* [EXERCISE TASK]
Extract the full set of records, then give each one again exactly.

━━ SOURCE DATA ━━

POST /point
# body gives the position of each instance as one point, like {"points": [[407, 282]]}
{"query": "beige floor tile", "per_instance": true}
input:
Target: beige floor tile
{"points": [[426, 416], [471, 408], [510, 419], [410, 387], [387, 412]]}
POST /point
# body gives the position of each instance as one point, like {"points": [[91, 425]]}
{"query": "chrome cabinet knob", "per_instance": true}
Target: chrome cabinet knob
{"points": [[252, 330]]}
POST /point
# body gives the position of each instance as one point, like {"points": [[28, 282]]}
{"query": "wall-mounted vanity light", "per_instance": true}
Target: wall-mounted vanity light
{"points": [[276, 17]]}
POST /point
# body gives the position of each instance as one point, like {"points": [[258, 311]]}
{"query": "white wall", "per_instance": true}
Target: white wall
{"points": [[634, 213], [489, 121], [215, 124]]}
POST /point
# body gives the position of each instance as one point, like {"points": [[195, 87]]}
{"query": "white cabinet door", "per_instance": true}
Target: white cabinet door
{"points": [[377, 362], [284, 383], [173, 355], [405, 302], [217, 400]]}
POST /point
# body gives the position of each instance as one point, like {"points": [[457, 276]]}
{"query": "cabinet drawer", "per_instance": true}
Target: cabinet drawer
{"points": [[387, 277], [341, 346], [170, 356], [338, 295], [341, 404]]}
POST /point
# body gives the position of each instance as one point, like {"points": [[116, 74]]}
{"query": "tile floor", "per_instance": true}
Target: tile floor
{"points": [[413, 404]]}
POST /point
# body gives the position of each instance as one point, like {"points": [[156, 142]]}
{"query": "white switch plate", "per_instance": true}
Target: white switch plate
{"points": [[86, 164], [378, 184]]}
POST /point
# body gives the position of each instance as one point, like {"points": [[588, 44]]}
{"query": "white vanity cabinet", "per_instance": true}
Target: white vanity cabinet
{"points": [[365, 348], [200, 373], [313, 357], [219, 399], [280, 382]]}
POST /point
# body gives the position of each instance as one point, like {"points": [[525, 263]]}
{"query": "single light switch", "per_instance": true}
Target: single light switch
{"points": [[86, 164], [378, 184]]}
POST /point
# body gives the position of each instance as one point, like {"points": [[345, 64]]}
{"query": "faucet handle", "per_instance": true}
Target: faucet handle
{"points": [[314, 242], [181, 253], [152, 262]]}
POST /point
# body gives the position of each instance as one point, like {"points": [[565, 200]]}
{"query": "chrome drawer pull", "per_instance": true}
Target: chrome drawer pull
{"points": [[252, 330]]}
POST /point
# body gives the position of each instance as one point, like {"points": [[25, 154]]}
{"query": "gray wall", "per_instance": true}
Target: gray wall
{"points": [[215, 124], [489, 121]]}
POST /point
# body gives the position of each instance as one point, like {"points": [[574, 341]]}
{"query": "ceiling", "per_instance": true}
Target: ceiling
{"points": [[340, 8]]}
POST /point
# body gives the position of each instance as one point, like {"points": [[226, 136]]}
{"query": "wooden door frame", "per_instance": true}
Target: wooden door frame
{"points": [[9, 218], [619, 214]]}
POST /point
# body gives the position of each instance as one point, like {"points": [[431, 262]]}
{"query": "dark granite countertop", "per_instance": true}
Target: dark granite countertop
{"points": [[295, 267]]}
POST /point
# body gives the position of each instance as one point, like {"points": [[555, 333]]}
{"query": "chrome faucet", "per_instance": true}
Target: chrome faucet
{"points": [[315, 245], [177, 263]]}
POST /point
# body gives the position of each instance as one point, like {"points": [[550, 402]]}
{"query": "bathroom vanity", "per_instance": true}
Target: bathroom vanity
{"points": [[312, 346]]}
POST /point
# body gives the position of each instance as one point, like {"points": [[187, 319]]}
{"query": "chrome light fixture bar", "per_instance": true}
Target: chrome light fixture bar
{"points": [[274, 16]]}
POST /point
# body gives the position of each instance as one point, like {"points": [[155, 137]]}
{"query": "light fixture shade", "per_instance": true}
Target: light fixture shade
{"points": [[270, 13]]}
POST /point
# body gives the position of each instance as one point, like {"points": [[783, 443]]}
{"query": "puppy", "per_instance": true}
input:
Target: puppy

━━━

* [WRITTEN SOLUTION]
POST /point
# body gives the position of each instance as one point, like {"points": [[407, 282]]}
{"query": "beige floor tile", "per_instance": true}
input:
Target: beige floor tile
{"points": [[426, 416], [471, 408], [510, 419], [410, 387], [387, 412]]}
POST /point
# body gives the position of each instance as one point, like {"points": [[91, 425]]}
{"query": "chrome cabinet knob", "per_instance": true}
Target: chrome cabinet knob
{"points": [[252, 330]]}
POST /point
# body gives the position of each instance as one point, like {"points": [[28, 282]]}
{"query": "wall-mounted vanity light", "per_instance": true}
Target: wall-mounted vanity light
{"points": [[276, 17]]}
POST /point
# body gives the position of each instance as one point, like {"points": [[258, 311]]}
{"query": "white wall", "per_instance": true}
Target: white wall
{"points": [[634, 213], [489, 121], [215, 124]]}
POST /point
# body gives the position of each instance as one point, like {"points": [[195, 87]]}
{"query": "white cabinet door", "per_instance": true}
Target: white cabinet door
{"points": [[377, 362], [284, 383], [173, 355], [405, 302], [217, 400]]}
POST /point
# body gives the position of each instance as one point, like {"points": [[457, 276]]}
{"query": "cabinet drawer", "per_instance": true}
Target: cabinet drawer
{"points": [[387, 277], [341, 346], [170, 356], [338, 295], [341, 404]]}
POST /point
# body gives the position of each instance as one point, like {"points": [[116, 74]]}
{"query": "tile floor", "per_instance": true}
Target: tile floor
{"points": [[413, 404]]}
POST /point
# body gives the position of each instance as one point, like {"points": [[156, 142]]}
{"query": "white switch plate", "per_instance": true}
Target: white switch plate
{"points": [[86, 164], [378, 184]]}
POST /point
# body gives the position of each instance as one point, like {"points": [[588, 44]]}
{"query": "white vanity cabinet", "per_instance": true}
Target: white vanity cabinet
{"points": [[365, 348], [200, 373], [313, 357], [219, 399], [280, 382]]}
POST /point
# body gives the position of each instance as one point, like {"points": [[525, 263]]}
{"query": "single light switch", "per_instance": true}
Target: single light switch
{"points": [[86, 164], [378, 184]]}
POST /point
# body gives the position of each instance as one point, like {"points": [[345, 64]]}
{"query": "faucet handle", "per_instance": true}
Target: faucet handle
{"points": [[314, 242], [181, 253], [152, 262]]}
POST /point
# body gives the position of each instance as one point, like {"points": [[565, 200]]}
{"query": "chrome drawer pull", "per_instance": true}
Target: chrome drawer pull
{"points": [[252, 330]]}
POST /point
# body gives the position of each instance as one point, like {"points": [[25, 154]]}
{"query": "gray wall", "per_instance": true}
Target: gray wall
{"points": [[215, 124], [489, 121]]}
POST /point
# body gives the position of each instance as one point, like {"points": [[574, 341]]}
{"query": "ceiling", "per_instance": true}
Target: ceiling
{"points": [[340, 8]]}
POST /point
# body gives the position of each instance as one point, like {"points": [[226, 136]]}
{"query": "wooden door frame", "per_instance": true}
Target: wooden door frame
{"points": [[9, 218], [619, 214]]}
POST /point
# body gives the position of each instance as one point, like {"points": [[431, 262]]}
{"query": "dark granite countertop", "per_instance": true}
Target: dark granite countertop
{"points": [[295, 267]]}
POST /point
# body gives the position of each instance as one point, like {"points": [[555, 333]]}
{"query": "chrome faucet", "per_instance": true}
Target: chrome faucet
{"points": [[315, 245], [177, 263]]}
POST /point
# body gives the position of each instance as one point, like {"points": [[550, 402]]}
{"query": "bathroom vanity", "per_instance": true}
Target: bathroom vanity
{"points": [[312, 346]]}
POST /point
# body gives the position of each instance as one point, like {"points": [[187, 319]]}
{"query": "chrome light fixture bar", "per_instance": true}
Target: chrome light fixture bar
{"points": [[274, 16]]}
POST /point
# body gives the position of each instance as one point, like {"points": [[155, 137]]}
{"query": "light fixture shade", "per_instance": true}
Target: light fixture shade
{"points": [[270, 13]]}
POST /point
# body gives the position of each instance as one point, like {"points": [[783, 443]]}
{"query": "puppy", "per_instance": true}
input:
Target: puppy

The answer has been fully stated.